**MATERIAL FOR THIS TASK:**
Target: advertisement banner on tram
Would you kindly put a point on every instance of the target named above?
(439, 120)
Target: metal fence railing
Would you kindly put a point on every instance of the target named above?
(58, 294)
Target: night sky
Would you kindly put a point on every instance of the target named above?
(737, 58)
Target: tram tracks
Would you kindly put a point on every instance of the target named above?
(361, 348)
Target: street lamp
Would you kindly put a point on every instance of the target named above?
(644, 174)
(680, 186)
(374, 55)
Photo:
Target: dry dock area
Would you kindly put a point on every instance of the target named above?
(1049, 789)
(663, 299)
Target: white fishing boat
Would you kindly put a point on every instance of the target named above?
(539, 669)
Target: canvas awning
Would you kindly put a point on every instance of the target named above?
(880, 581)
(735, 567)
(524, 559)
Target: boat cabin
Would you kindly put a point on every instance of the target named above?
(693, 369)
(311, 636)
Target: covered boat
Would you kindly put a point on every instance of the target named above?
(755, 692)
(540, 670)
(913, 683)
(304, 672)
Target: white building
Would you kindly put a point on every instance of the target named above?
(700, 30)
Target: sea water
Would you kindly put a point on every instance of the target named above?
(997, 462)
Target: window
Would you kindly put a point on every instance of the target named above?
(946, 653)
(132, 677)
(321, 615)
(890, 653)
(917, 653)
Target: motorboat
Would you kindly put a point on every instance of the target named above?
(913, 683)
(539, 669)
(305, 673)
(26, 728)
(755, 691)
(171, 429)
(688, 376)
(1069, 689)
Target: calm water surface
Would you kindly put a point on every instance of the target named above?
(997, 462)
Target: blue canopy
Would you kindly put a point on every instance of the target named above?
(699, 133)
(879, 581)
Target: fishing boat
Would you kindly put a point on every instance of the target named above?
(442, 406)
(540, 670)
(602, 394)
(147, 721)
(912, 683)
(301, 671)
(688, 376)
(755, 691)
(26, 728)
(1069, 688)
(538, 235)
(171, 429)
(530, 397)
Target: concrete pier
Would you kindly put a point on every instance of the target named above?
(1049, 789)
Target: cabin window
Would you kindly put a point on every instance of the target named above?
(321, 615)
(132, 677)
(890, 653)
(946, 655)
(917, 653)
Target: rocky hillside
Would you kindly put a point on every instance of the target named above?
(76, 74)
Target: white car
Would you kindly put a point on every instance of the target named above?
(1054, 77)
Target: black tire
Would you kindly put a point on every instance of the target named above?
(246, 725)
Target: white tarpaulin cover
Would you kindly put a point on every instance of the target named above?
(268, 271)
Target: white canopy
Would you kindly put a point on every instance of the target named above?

**WHAT THE EXERCISE ASKS:** Whenever a line of the material holds the word "fishing", copy it out.

**PROBLEM SOLUTION:**
Target: white fishing boat
Target: fishing boat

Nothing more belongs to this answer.